> RECORDS SUPPLIED

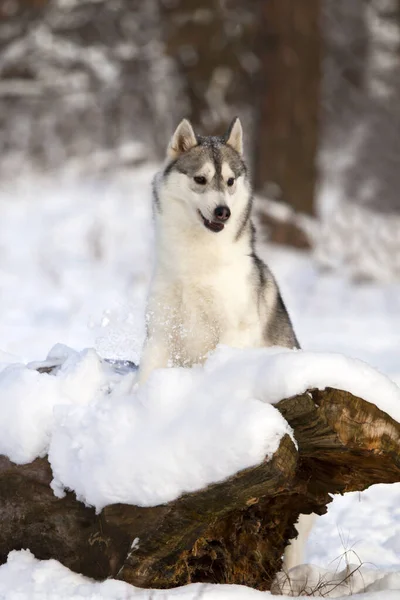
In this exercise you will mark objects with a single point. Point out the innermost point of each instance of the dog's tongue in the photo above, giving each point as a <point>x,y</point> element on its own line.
<point>213,226</point>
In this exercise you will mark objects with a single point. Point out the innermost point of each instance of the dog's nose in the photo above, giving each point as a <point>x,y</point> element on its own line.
<point>222,213</point>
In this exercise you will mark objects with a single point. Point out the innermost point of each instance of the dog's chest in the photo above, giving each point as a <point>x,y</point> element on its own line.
<point>205,308</point>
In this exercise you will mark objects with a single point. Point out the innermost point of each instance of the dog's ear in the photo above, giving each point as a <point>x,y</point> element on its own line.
<point>183,139</point>
<point>234,135</point>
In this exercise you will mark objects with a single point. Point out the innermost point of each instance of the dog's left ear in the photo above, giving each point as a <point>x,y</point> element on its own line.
<point>234,135</point>
<point>183,139</point>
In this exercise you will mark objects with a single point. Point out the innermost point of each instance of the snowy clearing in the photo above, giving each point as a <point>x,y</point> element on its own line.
<point>80,278</point>
<point>110,441</point>
<point>24,577</point>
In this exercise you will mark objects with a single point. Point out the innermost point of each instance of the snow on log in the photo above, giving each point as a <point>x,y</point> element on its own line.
<point>233,472</point>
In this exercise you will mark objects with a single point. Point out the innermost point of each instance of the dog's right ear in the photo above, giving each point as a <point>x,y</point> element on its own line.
<point>183,139</point>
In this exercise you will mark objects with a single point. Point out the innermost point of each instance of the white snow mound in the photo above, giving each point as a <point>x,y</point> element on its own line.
<point>110,441</point>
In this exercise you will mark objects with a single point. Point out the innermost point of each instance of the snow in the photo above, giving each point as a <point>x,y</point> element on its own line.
<point>74,267</point>
<point>148,447</point>
<point>23,577</point>
<point>111,441</point>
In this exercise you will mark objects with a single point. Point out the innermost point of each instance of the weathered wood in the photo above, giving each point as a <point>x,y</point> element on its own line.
<point>231,532</point>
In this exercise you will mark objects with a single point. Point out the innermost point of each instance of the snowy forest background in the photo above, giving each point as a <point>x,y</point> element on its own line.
<point>91,90</point>
<point>91,85</point>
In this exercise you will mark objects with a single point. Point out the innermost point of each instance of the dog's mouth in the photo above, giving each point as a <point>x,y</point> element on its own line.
<point>211,225</point>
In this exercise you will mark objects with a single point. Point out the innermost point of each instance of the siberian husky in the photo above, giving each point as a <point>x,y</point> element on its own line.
<point>209,286</point>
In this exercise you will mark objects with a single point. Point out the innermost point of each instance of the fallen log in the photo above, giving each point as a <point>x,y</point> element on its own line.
<point>230,532</point>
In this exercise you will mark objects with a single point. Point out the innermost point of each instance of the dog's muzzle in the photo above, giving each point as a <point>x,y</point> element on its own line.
<point>215,226</point>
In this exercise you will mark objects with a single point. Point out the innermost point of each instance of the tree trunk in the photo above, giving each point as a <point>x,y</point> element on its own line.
<point>286,142</point>
<point>231,532</point>
<point>212,44</point>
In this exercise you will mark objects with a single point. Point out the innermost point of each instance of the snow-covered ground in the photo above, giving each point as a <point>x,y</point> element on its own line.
<point>74,266</point>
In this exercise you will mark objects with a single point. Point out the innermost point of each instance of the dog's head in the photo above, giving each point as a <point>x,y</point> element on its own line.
<point>207,176</point>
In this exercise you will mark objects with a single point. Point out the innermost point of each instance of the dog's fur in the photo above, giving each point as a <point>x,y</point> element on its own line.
<point>209,286</point>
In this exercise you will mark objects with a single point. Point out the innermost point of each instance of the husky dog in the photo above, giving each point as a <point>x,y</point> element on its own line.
<point>209,285</point>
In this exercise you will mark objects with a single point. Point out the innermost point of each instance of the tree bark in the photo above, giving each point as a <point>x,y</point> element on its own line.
<point>234,531</point>
<point>286,143</point>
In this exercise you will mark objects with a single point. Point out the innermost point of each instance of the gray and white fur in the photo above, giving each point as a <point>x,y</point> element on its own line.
<point>209,286</point>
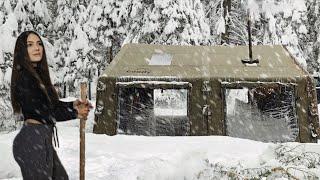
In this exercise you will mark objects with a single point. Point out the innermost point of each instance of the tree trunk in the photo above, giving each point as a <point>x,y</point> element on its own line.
<point>226,13</point>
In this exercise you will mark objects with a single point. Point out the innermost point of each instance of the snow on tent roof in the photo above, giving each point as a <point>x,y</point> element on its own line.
<point>160,59</point>
<point>200,61</point>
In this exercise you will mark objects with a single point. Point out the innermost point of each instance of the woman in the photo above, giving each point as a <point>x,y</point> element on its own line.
<point>34,96</point>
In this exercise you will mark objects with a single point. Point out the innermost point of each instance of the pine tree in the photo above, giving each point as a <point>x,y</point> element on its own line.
<point>173,22</point>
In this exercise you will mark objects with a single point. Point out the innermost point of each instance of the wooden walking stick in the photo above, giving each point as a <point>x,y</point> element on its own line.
<point>83,96</point>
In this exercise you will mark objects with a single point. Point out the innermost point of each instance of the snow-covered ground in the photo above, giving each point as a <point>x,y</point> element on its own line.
<point>124,157</point>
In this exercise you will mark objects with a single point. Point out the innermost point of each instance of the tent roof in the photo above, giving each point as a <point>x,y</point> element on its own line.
<point>144,60</point>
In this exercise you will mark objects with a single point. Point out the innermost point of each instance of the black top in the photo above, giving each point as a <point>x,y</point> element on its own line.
<point>35,104</point>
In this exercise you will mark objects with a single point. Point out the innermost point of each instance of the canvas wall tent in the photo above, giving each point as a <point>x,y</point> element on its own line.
<point>202,90</point>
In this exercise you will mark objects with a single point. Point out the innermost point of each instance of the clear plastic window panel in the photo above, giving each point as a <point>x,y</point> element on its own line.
<point>153,112</point>
<point>265,113</point>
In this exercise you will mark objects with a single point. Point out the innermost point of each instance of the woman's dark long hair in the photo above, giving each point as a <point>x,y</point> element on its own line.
<point>21,60</point>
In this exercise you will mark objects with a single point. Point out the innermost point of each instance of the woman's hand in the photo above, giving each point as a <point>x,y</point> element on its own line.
<point>83,108</point>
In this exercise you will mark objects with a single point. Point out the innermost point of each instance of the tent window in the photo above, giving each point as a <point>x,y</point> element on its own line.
<point>153,112</point>
<point>264,113</point>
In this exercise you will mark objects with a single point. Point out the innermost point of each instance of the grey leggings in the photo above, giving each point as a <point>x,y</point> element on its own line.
<point>33,151</point>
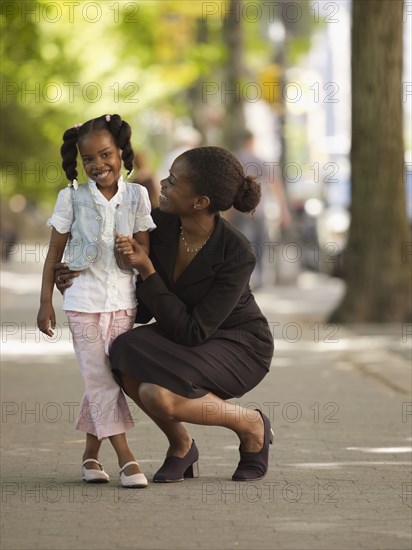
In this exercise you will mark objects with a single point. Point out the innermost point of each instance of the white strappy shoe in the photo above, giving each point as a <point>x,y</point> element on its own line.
<point>134,481</point>
<point>94,476</point>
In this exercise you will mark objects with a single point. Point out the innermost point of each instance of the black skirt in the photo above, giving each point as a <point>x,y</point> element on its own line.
<point>221,365</point>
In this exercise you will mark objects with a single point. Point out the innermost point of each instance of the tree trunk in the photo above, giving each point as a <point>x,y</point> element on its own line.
<point>377,261</point>
<point>231,86</point>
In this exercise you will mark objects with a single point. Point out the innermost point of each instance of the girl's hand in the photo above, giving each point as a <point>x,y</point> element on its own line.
<point>63,276</point>
<point>133,255</point>
<point>122,250</point>
<point>46,319</point>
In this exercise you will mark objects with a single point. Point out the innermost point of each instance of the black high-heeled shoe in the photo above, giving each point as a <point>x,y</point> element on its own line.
<point>175,468</point>
<point>253,466</point>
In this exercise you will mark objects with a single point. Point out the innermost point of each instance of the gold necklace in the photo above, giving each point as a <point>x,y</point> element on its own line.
<point>188,249</point>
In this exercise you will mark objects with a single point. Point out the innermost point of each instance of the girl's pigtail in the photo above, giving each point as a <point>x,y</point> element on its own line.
<point>122,133</point>
<point>69,153</point>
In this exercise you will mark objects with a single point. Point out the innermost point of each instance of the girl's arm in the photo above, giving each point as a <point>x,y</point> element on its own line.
<point>142,238</point>
<point>46,318</point>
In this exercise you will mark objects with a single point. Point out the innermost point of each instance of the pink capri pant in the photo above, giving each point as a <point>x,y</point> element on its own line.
<point>103,410</point>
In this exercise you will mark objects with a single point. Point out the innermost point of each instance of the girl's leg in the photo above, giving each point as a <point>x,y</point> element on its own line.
<point>209,410</point>
<point>92,451</point>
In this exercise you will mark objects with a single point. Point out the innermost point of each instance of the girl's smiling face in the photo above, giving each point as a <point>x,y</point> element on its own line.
<point>102,160</point>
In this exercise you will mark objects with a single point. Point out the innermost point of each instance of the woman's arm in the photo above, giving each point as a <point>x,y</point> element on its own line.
<point>46,317</point>
<point>186,327</point>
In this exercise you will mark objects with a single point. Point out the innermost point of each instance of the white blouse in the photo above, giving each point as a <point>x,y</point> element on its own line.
<point>102,287</point>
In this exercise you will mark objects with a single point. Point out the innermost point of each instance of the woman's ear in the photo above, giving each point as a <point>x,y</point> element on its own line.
<point>202,202</point>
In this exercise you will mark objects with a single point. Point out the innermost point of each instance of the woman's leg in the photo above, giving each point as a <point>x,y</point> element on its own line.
<point>169,410</point>
<point>208,410</point>
<point>175,431</point>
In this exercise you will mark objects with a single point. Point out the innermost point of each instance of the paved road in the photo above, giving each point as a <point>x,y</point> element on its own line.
<point>340,473</point>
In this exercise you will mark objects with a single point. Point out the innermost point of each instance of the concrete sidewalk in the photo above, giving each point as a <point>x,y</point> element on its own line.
<point>340,405</point>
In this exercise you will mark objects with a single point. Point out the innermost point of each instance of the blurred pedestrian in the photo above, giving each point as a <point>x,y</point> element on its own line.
<point>273,208</point>
<point>143,175</point>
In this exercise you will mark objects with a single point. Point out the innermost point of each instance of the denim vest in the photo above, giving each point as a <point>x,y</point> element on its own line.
<point>84,246</point>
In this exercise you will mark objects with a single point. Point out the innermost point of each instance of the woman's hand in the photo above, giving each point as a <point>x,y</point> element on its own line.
<point>63,276</point>
<point>46,319</point>
<point>133,255</point>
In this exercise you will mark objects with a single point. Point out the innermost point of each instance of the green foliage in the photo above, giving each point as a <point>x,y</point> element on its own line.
<point>63,64</point>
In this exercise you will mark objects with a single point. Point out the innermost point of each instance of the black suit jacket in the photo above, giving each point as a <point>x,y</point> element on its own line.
<point>212,297</point>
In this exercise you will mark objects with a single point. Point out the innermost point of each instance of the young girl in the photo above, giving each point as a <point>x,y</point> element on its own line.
<point>101,302</point>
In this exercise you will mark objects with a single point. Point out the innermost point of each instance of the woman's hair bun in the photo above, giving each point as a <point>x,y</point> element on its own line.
<point>248,196</point>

> WORK TO BE COMPLETED
Exact copies are needed of the line with "of the green" and each line after it through the end of the material above.

> SOLUTION TO THIS PROBLEM
In this exercise you will mark objects with a single point. Point out the innermost point of each instance of the green foliage in the photo above, giving each point as a <point>x,y</point> element on its own line.
<point>63,64</point>
In this exercise you will mark objects with a single point. Point out the innermost point of each instance of the black suit jacket in the photo above, giving each point as a <point>x,y</point> element on its own line.
<point>212,297</point>
In this exercise you will mark objects with a single point. Point out the innermost point of each instance of the young girl in the photo above, giving each point as a <point>x,y</point> element on its own line.
<point>101,302</point>
In this exercise you will mark objects with a single point. Point out the innermost point of each instance of the woman's hair bun in the photo above, giving each point as a <point>x,y</point> element on its own line.
<point>248,196</point>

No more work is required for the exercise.